**Exercise task:**
Reproduce the material from its start through the line containing "[274,386,325,406]", both ends included, with each bounding-box coordinate in the answers multiplied by 2 and rounded to the nearest whole number, halves rounded up. Leave all other text and numbers, including the requests, unchanged.

**Data to process:**

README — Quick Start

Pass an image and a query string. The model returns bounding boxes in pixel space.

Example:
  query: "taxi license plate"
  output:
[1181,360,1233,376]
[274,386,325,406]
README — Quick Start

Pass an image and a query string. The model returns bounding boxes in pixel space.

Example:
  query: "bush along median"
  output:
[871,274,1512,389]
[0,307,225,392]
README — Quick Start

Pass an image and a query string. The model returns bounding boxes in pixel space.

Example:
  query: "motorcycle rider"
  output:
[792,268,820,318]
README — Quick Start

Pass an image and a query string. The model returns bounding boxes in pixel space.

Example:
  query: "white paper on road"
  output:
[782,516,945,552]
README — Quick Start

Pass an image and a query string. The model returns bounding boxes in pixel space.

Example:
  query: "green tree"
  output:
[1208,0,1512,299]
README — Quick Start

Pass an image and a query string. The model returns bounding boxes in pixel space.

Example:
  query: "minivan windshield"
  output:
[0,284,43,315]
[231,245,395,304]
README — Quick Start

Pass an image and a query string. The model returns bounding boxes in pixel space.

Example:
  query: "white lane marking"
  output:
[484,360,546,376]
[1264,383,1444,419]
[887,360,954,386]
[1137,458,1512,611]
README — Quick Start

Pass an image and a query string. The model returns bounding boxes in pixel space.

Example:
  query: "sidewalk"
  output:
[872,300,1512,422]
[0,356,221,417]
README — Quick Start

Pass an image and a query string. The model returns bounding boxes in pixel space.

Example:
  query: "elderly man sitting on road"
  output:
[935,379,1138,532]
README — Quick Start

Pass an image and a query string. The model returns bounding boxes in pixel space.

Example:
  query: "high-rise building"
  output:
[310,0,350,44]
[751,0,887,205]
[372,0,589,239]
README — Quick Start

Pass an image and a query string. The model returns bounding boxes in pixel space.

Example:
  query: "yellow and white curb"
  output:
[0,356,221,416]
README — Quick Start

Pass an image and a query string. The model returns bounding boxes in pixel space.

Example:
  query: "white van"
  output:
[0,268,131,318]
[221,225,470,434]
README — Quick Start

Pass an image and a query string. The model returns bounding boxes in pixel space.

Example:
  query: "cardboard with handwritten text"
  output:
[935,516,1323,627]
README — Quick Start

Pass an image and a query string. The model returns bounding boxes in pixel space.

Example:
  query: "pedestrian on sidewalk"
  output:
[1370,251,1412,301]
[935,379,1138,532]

**Full solution:**
README — Quick Start

Pass an image and a query string. The model returns bounding boxes in pixel space.

Example:
  query: "taxi license plate"
  output:
[2362,720,2466,752]
[548,772,650,812]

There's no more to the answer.